# TESTO DI STUDIO
==================================================

La transizione ecologica, una volta individuato il valore economico da inserire in bilancio, dovrebbe rappresentare la direzione verso la quale muoversi attraverso delle politiche fiscali incentivanti, l’accorciamento delle filiere e la tutela del made in Italy (https://www.ilpattosociale.it/attualita/made-in-italy-valore-economico-etico-e-politico/ 5/3/2020).

Contemporaneamente una attenta politica fiscale innovativa con l’applicazione di una Border carbon tax fornirebbe l’opportunità di riproporre la concorrenza su basi normative e di impatto ambientale condivise (https://www.ilpattosociale.it/attualita/sostenibilita-e-competitivita/ 22.02.2021).

==================================================

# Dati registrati
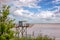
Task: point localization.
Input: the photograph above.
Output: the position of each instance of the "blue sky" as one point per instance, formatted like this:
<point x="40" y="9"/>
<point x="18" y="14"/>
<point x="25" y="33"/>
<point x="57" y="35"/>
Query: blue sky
<point x="34" y="11"/>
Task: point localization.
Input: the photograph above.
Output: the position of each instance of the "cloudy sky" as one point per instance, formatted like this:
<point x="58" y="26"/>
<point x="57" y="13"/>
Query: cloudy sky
<point x="34" y="11"/>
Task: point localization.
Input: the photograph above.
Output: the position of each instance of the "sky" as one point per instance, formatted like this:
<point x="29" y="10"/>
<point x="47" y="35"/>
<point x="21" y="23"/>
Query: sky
<point x="34" y="11"/>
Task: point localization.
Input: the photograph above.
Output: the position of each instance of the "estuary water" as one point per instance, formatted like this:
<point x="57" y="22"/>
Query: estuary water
<point x="52" y="30"/>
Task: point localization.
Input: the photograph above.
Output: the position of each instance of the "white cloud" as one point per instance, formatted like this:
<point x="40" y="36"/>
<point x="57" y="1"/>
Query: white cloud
<point x="42" y="17"/>
<point x="28" y="3"/>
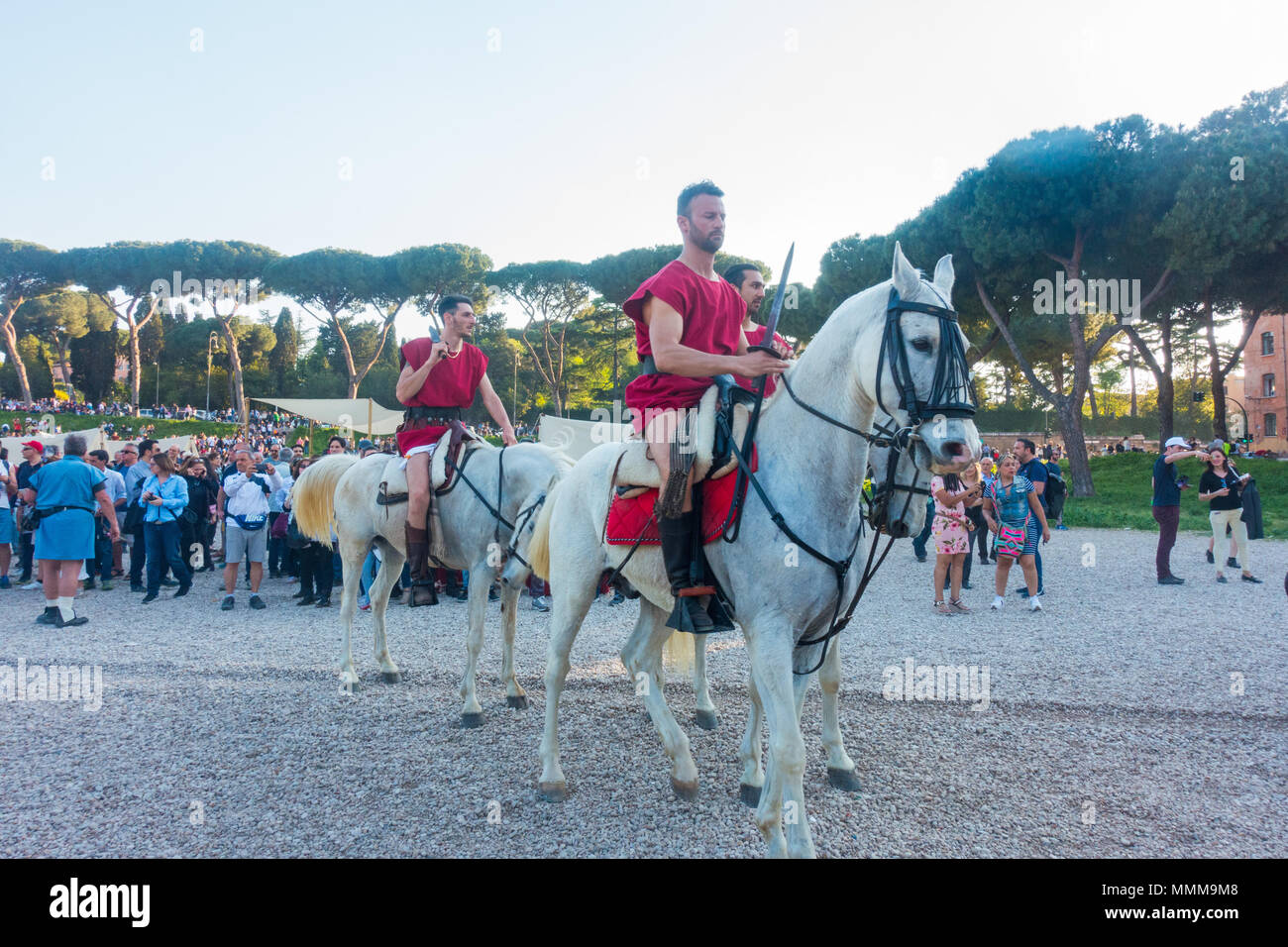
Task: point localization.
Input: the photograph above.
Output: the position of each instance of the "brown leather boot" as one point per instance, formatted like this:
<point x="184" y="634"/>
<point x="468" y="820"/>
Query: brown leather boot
<point x="417" y="564"/>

==================================================

# DA SVOLGERE
Prosegui il testo sulla transizione ecologica subito dopo la frase sulla Border carbon tax.

# RISULTATO
Inoltre, per la prima volta, l’imposizione di una tassa sui prodotti provenienti dalle economie con standard ambientali decisamente inferiori rispetto a quanto richiesto alle nostre produzioni avrebbe il merito di innescare una positiva rincorsa decisamente concorrenziale verso l’evoluzione dei sistemi produttivi a sempre minore impatto ambientale proprio per evitare questo tipo di tassazione.

Questi due semplici ma reali obiettivi rappresenterebbero la direzione verso la quale l’azione del governo in carica e il parlamento dovrebbero dirigere la propria attenzione, consapevoli dell’importanza di trovare un equilibrio sostenibile tra innovazione e ed economia reale.

In questo contesto come logica conseguenza sarebbe fortemente auspicabile un comportamento coerente di tutti i manager operanti all’interno delle società a partecipazione statale nominati dal governo attuale e da quelli precedenti.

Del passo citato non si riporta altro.